Correva l’anno 2002 quando, per la prima volta, ascoltai gli Afterhours dal vivo. Successe per caso, all'Heineken Jammin Festival di Imola, dove ero andata, partendo da Taranto, per sentire i Red Hot Chili Peppers (Californication era uscito tre anni prima, nel 1999 e, sebbene il mio amore per loro iniziasse a scemare, era stato abbastanza intenso da meritare quel concerto).
Avevo 16 anni, la bandana in testa, il pantalone di Dimensione Danza e degli occhiali da sole fucsia. Nel complesso, un outfit di dubbio gusto. Mentre attendevo l’esibizione di Kiedis, Flea, Frusciante e del batterista di cui non rammento il nome, molti altri gruppi, tra cui i Muse e per l’appunto gli Afterhours, si esibirono sul palco. “Sento di avere una milza nel cervello” è tutto ciò che recepii in quell’occasione.
Due anni più tardi, nel 2004, sul finire del liceo, il mio amico Stefano, compagno di classe e bassista, mi passò Siam tre piccoli porcellin (masterizzato, of course) e per me fu una rivelazione, un’epifania, una devozione immediata e assoluta, come forse solo da giovani può accadere. Di lì a pochi mesi, una collega di università mi regalò un cd con tutta la discografia degli After, in mp3, così che io potessi andare in fissa definitiva. Durante l’estate, invece, un amico mi aveva regalato un librino scritto da Manuel Agnelli e pubblicato da Mondadori che s’intitolava Il meraviglioso tubetto. Non posso spiegare quanto lo amai.

- **Blocco dati**
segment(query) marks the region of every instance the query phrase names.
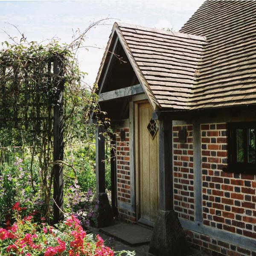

- **Esercizi da svolgere**
- 1) Estrai dal testo sugli Afterhours il passo che va da "Due anni più" fino a "quanto lo amai." compreso.
- 2) Secondo il testo sugli Afterhours, chi ha scritto il libro Il meraviglioso tubetto?
Per svolgere gli esercizi l'elenco non serve.

- **Soluzioni agli esercizi**
- 1)
Due anni più tardi, nel 2004, sul finire del liceo, il mio amico Stefano, compagno di classe e bassista, mi passò Siam tre piccoli porcellin (masterizzato, of course) e per me fu una rivelazione, un’epifania, una devozione immediata e assoluta, come forse solo da giovani può accadere. Di lì a pochi mesi, una collega di università mi regalò un cd con tutta la discografia degli After, in mp3, così che io potessi andare in fissa definitiva. Durante l’estate, invece, un amico mi aveva regalato un librino scritto da Manuel Agnelli e pubblicato da Mondadori che s’intitolava Il meraviglioso tubetto. Non posso spiegare quanto lo amai.

- 2) Manuel Agnelli.